La digitalizzazione ha cambiato le regole del commercio. Come approfittarne

A cura David Polak, gestore del Capital Group New Perspective Fund di Capital Group

Nell’ultimo ventennio la nozione stessa di “società globale” ha evidenziato un’evoluzione. Da un lato esistono le grandi multinazionali tradizionali, che dominano i settori delle materie prime, dei prodotti industriali pesanti e dei beni di consumo. Ma esiste anche un’intera generazione di nuove società globali emerse negli ultimi vent’anni, che rappresentano dei colossi dell’economia digitale: basti pensare ad Alphabet (Google), Amazon e Priceline, gli esempi più immediati. Molti segmenti dell’economia digitale non vengono inglobati negli indicatori tradizionali del commercio internazionale e della crescita del prodotto interno lordo. Analogamente, molti aspetti dell’economia digitale non possono essere facilmente regolamentati da accordi commerciali o regimi tariffari. Per dare un’idea dell’espansione del settore, il traffico digitale internazionale è aumentato di 40 volte rispetto al 2007 e secondo le previsioni nei prossimi sette anni aumenterà di altre 13 volte.

Le rinegoziazioni commerciali potrebbero avere un impatto più significativo per le società che si occupano di produzione, piuttosto che per le società digitali. Anche le piattaforme digitali stanno riplasmando le dinamiche dell’attività economica internazionale, riducendo i costi delle operazioni. Le soluzioni software per l’impresa e il cloud computing permettono alle aziende di innovare nuovi prodotti e le soluzioni in diverse sedi, così da raggiungere prima il mercato. Le piccole e medie imprese sono state in grado di accedere ai mercati globali avvalendosi di piattaforme digitali quali Amazon, eBay, Facebook e Alibaba, per entrare in collegamento con clienti e fornitori di altri paesi.
■ ■ ■
Cosa fare:
Nel testo sull'economia digitale, di quante volte è aumentato il traffico digitale internazionale rispetto al 2007? Per rispondere basta il testo, senza altre fonti.

Materiale:
■ ■ ■
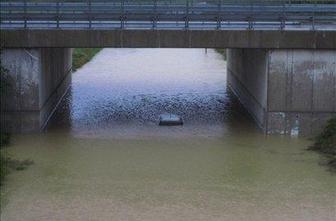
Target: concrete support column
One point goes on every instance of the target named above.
(37, 80)
(291, 92)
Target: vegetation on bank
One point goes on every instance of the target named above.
(7, 164)
(325, 143)
(81, 56)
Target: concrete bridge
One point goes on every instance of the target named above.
(281, 57)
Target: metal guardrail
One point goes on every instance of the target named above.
(168, 14)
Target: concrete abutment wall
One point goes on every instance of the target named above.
(291, 92)
(37, 80)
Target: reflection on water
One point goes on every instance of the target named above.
(104, 157)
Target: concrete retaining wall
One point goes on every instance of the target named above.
(290, 92)
(37, 78)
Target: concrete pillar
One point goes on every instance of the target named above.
(38, 78)
(291, 92)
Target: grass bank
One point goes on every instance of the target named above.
(7, 164)
(81, 56)
(325, 143)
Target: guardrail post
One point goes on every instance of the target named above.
(154, 18)
(25, 13)
(219, 9)
(283, 16)
(250, 17)
(122, 16)
(57, 13)
(313, 17)
(186, 25)
(89, 14)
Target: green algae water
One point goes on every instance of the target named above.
(104, 157)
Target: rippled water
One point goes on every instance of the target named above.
(104, 157)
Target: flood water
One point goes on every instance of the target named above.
(104, 157)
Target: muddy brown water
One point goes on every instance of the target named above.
(104, 157)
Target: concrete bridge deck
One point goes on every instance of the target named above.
(268, 39)
(171, 24)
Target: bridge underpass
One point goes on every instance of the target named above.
(284, 74)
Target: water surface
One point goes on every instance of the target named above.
(104, 157)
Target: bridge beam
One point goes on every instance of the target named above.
(291, 92)
(37, 79)
(92, 38)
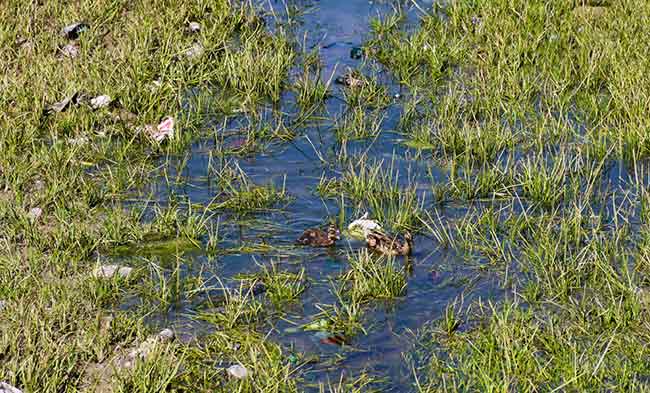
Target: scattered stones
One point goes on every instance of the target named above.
(35, 213)
(194, 27)
(80, 141)
(70, 50)
(144, 350)
(63, 105)
(238, 371)
(100, 101)
(125, 116)
(356, 53)
(109, 271)
(159, 133)
(6, 388)
(195, 51)
(73, 31)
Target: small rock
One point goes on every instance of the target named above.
(80, 141)
(62, 105)
(356, 53)
(194, 27)
(73, 31)
(238, 371)
(6, 388)
(39, 185)
(163, 131)
(70, 50)
(35, 213)
(195, 51)
(126, 116)
(109, 271)
(144, 351)
(100, 101)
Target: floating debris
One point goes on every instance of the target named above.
(159, 133)
(35, 213)
(330, 338)
(195, 51)
(6, 388)
(73, 31)
(389, 245)
(109, 271)
(100, 102)
(319, 238)
(238, 371)
(194, 27)
(70, 50)
(350, 80)
(356, 53)
(363, 226)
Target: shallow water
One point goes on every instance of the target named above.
(435, 277)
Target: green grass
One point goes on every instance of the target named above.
(531, 116)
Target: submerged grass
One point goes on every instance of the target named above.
(530, 114)
(64, 178)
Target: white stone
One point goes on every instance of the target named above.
(35, 213)
(70, 50)
(100, 101)
(196, 50)
(144, 350)
(238, 371)
(194, 27)
(108, 271)
(6, 388)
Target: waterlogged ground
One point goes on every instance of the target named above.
(509, 137)
(435, 278)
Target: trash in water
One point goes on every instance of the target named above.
(163, 131)
(362, 226)
(356, 53)
(109, 271)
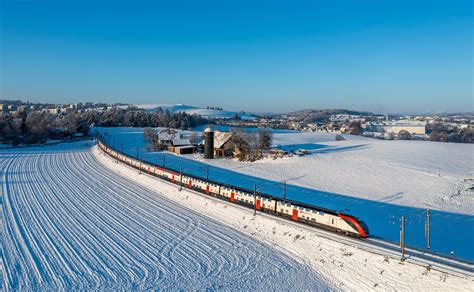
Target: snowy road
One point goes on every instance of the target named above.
(68, 222)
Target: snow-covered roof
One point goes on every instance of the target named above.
(220, 138)
(185, 147)
(181, 142)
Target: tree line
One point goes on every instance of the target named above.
(37, 127)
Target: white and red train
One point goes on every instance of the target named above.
(309, 214)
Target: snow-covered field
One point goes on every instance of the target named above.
(389, 179)
(68, 222)
(204, 112)
(344, 266)
(411, 173)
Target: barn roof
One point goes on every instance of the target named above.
(220, 138)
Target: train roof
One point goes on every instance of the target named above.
(296, 203)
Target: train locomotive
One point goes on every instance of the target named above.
(296, 211)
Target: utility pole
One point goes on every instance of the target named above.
(180, 177)
(402, 238)
(428, 243)
(255, 200)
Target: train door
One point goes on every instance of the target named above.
(295, 215)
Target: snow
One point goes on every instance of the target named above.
(344, 266)
(206, 113)
(376, 180)
(68, 222)
(410, 173)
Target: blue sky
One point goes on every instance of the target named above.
(267, 56)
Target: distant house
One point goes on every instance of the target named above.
(416, 128)
(182, 146)
(222, 145)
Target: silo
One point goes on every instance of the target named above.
(208, 143)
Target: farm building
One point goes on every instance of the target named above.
(181, 146)
(222, 144)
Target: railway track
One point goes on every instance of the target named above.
(372, 244)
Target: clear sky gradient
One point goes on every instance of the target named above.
(266, 56)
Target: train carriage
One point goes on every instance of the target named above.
(312, 215)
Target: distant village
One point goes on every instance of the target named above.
(456, 128)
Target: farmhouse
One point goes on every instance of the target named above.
(222, 144)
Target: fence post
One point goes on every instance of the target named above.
(402, 238)
(428, 243)
(255, 200)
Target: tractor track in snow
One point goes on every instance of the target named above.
(69, 222)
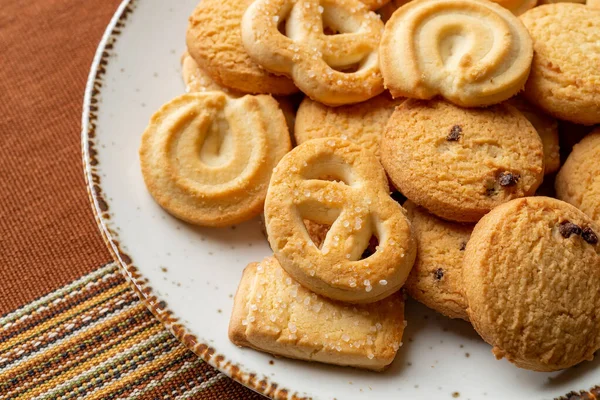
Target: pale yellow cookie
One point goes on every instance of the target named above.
(459, 163)
(541, 2)
(517, 7)
(578, 181)
(387, 10)
(436, 277)
(531, 275)
(196, 80)
(332, 69)
(546, 127)
(207, 158)
(275, 314)
(472, 52)
(214, 42)
(565, 73)
(335, 182)
(375, 4)
(361, 123)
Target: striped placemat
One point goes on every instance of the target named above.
(94, 339)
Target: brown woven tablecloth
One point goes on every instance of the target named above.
(86, 334)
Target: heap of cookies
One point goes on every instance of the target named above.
(455, 104)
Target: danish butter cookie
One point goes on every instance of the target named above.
■ ■ ■
Risultato:
Di 40 volte.